The purple coneflower (Echinacea purpurea) is native to the woodlands of the central and eastern United States. Its 2- to 4-inch flowers are actually clusters of small golden flowers surrounded by purple or pink petals. This perennial grows up to 4 feet tall and thrives in United States Department of Agriculture (USDA) Hardiness Zones 3 through 9. Purple coneflowers are susceptible to damage from a variety of pests.
The tiny, soft-bodied aphid sucks plant sap through its long feeding tube. Purple coneflowers are susceptible to attack by the brown ambrosia aphid, the melon aphid, and the green peach aphid. After ingesting sap from the leaves and stems, aphids excrete a sticky, clear substance known as honeydew. Sooty mold grows in honeydew and produces a black discoloration in leaves and stems. Heavy infestations cause wilting and dieback. Effective insecticides include acethate and imidacloprid. Less toxic controls include insecticidal soap, horticultural oil and pyrethrums.
The aster leafhopper carries the aster yellows disease, which is a serious infection in purple coneflowers. Also known as the six-spotted leafhopper, this light green insect pest has six black spots on its head. It measures 1/8 inch long and has a life cycle of 40 days. Symptoms of aster yellows include green flower petals, stunted growth and plant death. To prevent this disease, which overwinters in plants, remove and destroy plants infested with aster leafhoppers.
++++++++
» **PROBLEM SET**:
1. Answer these questions using the text on coneflower pests.
(a) How tall can the purple coneflower grow?
(b) What is the sticky, clear substance that aphids excrete called?
(c) How long is the aster leafhopper?
2. In the text on coneflower pests, write out the part that opens with "The tiny, soft-bodied" and closes with "oil and pyrethrums.", switching "honeydew" to "sugar film".
3. Turn the paragraph of the text on coneflower pests beginning "The aster leafhopper carries" into a short list that keeps its main facts.
++++++++
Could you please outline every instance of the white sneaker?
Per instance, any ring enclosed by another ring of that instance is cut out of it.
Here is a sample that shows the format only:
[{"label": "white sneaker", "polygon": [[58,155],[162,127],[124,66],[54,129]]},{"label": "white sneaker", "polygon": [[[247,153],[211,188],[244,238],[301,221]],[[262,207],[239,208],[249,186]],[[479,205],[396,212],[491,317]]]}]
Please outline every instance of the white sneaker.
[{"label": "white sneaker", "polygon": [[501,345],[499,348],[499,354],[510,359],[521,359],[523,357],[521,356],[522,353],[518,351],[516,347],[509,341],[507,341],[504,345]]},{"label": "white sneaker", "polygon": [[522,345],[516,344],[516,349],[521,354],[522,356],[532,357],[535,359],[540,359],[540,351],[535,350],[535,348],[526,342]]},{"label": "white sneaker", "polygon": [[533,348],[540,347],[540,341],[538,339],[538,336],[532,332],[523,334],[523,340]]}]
++++++++
» **LIST OF ANSWERS**:
1.
(a) Up to 4 feet tall.
(b) Honeydew.
(c) 1/8 inch.

2.
The tiny, soft-bodied aphid sucks plant sap through its long feeding tube. Purple coneflowers are susceptible to attack by the brown ambrosia aphid, the melon aphid, and the green peach aphid. After ingesting sap from the leaves and stems, aphids excrete a sticky, clear substance known as sugar film. Sooty mold grows in sugar film and produces a black discoloration in leaves and stems. Heavy infestations cause wilting and dieback. Effective insecticides include acethate and imidacloprid. Less toxic controls include insecticidal soap, horticultural oil and pyrethrums.

3.
- The aster leafhopper carries aster yellows, a serious disease of purple coneflowers.
- It is also called the six-spotted leafhopper. It is light green with six black spots on its head.
- It is 1/8 inch long and has a 40-day life cycle.
- Symptoms of aster yellows are green flower petals, stunted growth and plant death.
- The disease overwinters in plants. To prevent it, remove and destroy plants infested with aster leafhoppers.